(Recorded data)
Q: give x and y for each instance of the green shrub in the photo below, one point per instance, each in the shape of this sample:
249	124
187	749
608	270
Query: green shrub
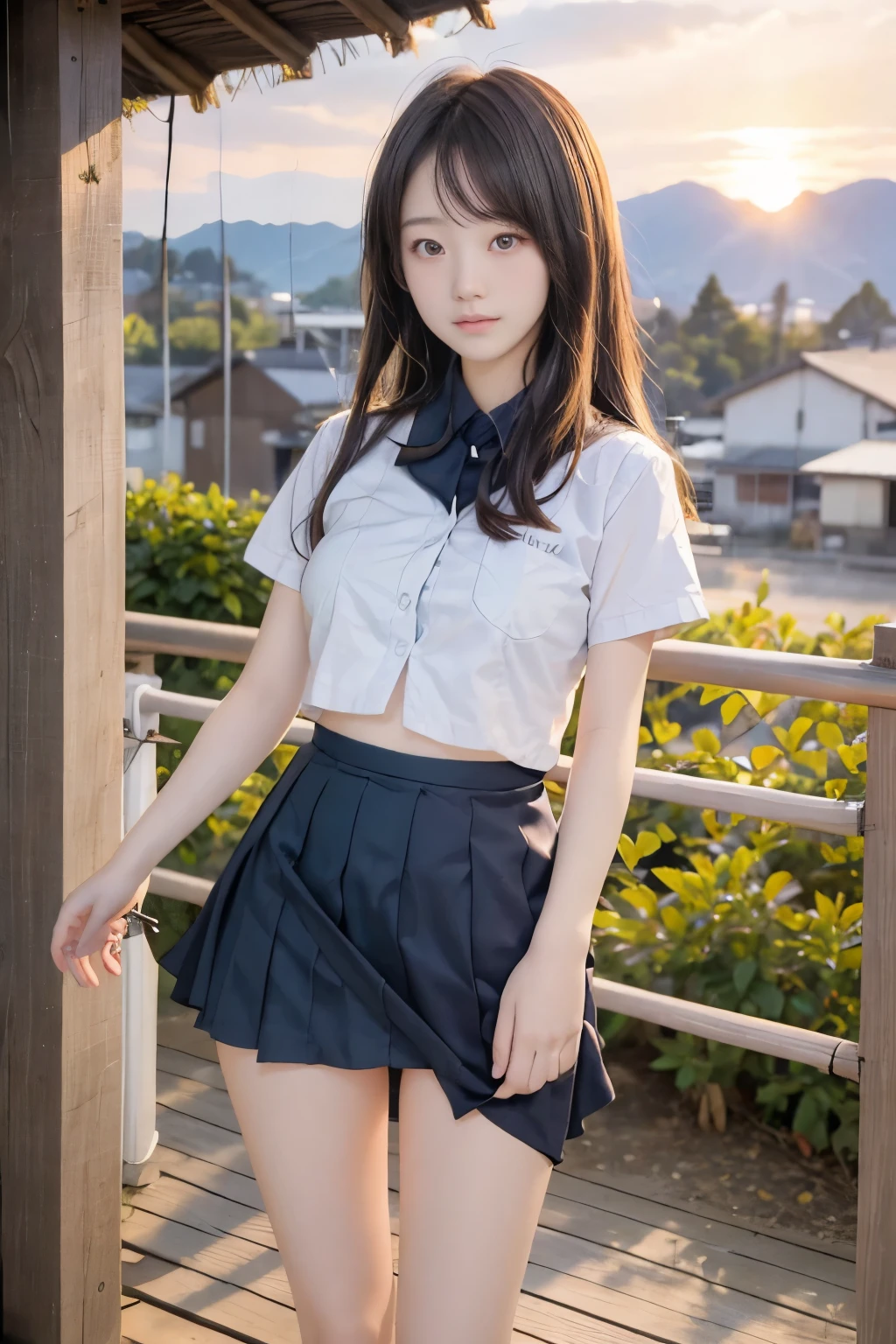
750	915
(End Recorded data)
Without the pictures, write out all of the material exactly.

** Solution for this task **
Q: give x and y for each instance of the green shrub in the photo below, one point per instance, each in the shape of this sample:
249	124
187	749
608	270
Query: green shrub
750	915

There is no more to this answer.